Supplied passage |
Referring to FIG. 3, in this embodiment, if “bsSacExtType” is a “0”, spatial extension data may be indicated as being residual coding data; if “bsSacExtType” is “1”, spatial extension data may be indicated as being arbitrary down-mix residual coding data; and if “bsSacExtType” is “12”, spatial extension data may be indicated as being a core audio object type of moving picture experts group (MPEG)-4 audio, for example. Here, the core audio object type is defined as an audio object type for correspondingly encoding a signal which is down-mixed at an encoding end. However, these particular indications and audio object types are just for one or more embodiments of the present invention, noting that a person of ordinary skill in the art of the present invention should understand that alternate embodiments are equally available.

In other words, if 0 is assigned to “bsSacExtType”, the spatial extension data type detecting unit 110 may determine that the type of spatial extension data is residual coding data. If 1 is assigned to “bsSacExtType”, the spatial extension data type detecting unit 110 may determine that the type of spatial extension data is arbitrary down-mix residual coding data, and if 12 is assigned to “bsSacExtType”, the spatial extension data type detecting unit 110 may determine that the type of spatial extension data is data indicating the core audio object type of MPEG-4 audio.

An operation of an apparatus for decoding an audio signal according to a spatial extension data type detected by the spatial extension data type detecting unit 110 will now be explained in greater detail with further reference to FIG. 4.

First, the case where the spatial extension data type detected by the spatial extension data type detecting unit 110 is data indicating the core audio object type of MPEG-4 audio will be explained, i.e., “bsSacExtType” is 12, according to the above indication examples.

FIG. 4 illustrates a syntax file, for example, for reading a core audio object type, according to an embodiment of the present invention. Accordingly, according to an embodiment, an operation of the core audio object type detecting unit 120 will now be explained with reference to FIGS. 1 and 4.

As a result of detecting the type of spatial extension data in the spatial extension data type detecting unit 110, if it is determined that the spatial extension data is data indicating the core audio object type of MPEG-4 audio, the core audio object type detecting unit 120 may detect the core audio object type.

Your tasks |
a: List each value of “bsSacExtType” that the patent excerpt above gives, along with the kind of spatial extension data it indicates.
b: Answer these questions from the patent excerpt above:
(i) How is the core audio object type defined?
(ii) Which figure illustrates a syntax file for reading a core audio object type?
(iii) Which unit may detect the core audio object type?
c: Decide whether each statement agrees with the patent excerpt above. Answer yes or no, and quote the words of the excerpt that decide it.
(i) A “bsSacExtType” of 1 indicates residual coding data.
(ii) The operation of the core audio object type detecting unit 120 is explained with reference to FIGS. 1 and 4.
(iii) The excerpt presents its indications as the only possible embodiment.

Listed records |

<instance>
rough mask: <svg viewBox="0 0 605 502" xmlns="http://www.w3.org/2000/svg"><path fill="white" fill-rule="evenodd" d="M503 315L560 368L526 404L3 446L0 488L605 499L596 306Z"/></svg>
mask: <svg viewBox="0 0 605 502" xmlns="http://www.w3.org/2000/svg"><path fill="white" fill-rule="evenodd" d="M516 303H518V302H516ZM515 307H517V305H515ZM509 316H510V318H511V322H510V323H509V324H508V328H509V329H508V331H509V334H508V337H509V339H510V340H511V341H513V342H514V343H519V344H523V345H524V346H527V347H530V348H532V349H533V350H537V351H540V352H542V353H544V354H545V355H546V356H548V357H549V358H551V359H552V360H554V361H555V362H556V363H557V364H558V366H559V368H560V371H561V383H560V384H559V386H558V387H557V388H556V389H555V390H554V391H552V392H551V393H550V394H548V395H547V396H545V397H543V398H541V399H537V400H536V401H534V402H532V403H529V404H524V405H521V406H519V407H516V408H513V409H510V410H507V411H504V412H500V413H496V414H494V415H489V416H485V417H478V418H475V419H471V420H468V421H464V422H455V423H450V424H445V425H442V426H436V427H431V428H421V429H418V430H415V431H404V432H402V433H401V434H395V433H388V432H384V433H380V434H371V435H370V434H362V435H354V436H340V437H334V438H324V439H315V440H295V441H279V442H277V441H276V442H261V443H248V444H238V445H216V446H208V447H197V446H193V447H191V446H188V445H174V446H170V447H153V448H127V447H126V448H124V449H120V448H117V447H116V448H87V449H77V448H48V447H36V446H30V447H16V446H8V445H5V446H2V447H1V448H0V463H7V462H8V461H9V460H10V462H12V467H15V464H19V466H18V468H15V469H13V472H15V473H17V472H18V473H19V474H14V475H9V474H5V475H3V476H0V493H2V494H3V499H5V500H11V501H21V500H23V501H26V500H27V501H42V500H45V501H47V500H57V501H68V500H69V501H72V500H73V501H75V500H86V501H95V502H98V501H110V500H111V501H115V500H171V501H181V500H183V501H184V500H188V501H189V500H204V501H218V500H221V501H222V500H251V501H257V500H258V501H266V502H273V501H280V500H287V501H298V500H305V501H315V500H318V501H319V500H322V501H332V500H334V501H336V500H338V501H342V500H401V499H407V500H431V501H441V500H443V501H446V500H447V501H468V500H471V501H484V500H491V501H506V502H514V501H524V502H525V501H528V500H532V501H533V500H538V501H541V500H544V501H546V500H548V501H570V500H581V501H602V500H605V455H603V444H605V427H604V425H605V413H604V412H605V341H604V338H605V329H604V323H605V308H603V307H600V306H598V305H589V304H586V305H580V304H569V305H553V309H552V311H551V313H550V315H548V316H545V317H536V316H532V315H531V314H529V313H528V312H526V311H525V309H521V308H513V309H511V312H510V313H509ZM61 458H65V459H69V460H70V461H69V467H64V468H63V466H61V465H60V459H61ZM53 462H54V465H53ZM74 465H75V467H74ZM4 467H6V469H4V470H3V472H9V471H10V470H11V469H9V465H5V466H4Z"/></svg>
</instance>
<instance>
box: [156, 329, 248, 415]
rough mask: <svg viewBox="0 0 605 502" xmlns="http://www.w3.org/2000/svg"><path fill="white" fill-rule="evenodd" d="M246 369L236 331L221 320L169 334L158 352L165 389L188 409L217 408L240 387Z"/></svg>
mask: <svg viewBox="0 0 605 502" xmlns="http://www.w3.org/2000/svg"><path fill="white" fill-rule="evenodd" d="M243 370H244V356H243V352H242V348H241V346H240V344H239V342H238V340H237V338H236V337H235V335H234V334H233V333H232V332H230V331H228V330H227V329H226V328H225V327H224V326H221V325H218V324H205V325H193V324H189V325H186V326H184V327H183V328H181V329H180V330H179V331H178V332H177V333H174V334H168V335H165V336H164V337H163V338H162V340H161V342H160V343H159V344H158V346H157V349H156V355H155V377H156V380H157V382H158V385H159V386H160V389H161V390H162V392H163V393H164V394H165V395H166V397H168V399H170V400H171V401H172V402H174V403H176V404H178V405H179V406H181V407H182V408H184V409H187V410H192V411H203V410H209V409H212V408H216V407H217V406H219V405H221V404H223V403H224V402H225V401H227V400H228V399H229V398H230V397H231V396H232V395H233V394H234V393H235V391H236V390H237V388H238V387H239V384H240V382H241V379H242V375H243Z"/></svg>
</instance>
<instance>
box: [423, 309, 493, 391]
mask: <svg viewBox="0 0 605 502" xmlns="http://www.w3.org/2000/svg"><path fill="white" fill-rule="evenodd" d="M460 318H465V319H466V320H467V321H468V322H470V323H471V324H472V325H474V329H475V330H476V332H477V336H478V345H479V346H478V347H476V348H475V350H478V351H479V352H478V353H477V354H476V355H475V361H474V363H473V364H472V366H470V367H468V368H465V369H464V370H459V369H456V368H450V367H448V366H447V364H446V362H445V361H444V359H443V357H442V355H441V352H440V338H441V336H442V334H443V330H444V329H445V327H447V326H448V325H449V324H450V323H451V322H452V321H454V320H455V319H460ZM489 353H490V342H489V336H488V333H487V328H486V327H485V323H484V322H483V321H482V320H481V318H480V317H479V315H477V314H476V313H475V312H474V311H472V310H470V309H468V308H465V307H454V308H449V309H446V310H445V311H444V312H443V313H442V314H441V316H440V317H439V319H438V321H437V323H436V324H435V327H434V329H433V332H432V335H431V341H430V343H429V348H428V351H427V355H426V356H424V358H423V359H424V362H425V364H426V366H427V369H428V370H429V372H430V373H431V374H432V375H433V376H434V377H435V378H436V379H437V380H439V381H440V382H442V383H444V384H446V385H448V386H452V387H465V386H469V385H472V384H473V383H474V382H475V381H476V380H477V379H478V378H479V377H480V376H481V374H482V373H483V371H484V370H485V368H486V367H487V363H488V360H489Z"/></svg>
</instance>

Response list |
a:
0: residual coding data
1: arbitrary down-mix residual coding data
12: a core audio object type of moving picture experts group (MPEG)-4 audio

b:
(i) It is an audio object type for correspondingly encoding a signal which is down-mixed at an encoding end.
(ii) FIG. 4
(iii) The core audio object type detecting unit 120

c:
(i) No: "if “bsSacExtType” is “1”, spatial extension data may be indicated as being arbitrary down-mix residual coding data"
(ii) Yes: "an operation of the core audio object type detecting unit 120 will now be explained with reference to FIGS. 1 and 4"
(iii) No: "a person of ordinary skill in the art of the present invention should understand that alternate embodiments are equally available"